Description of the task —
Copy each item below word for word, keeping every line in its original order.
• • • • •
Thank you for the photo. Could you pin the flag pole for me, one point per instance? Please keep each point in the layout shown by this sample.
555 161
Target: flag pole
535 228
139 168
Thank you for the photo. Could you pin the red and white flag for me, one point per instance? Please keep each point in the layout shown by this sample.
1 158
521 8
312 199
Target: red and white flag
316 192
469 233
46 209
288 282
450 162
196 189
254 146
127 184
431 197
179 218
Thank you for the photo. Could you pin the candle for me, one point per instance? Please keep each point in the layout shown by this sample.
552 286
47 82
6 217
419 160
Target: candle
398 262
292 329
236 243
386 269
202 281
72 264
• • • • •
Output for this exercise —
Thank you for the photo. Could you pin the flag pole for me, one point per instance? Please keep each point in the layout shown by this sample.
555 161
Target: flag pole
535 228
139 168
Thank you for the photo. Could you pin the red and white flag for me, one point per instance? Please keep each point in the layout shown by this sample.
1 158
521 8
312 199
Target: red and white flag
316 192
469 233
46 209
288 282
450 162
196 189
254 146
127 184
431 197
179 218
Thank you for the photo. Could you pin the candle for me, one point per instance? Please keep each point in the layout shown by this sample.
552 286
47 82
6 217
419 160
Target: candle
398 262
292 329
236 243
386 269
202 281
72 264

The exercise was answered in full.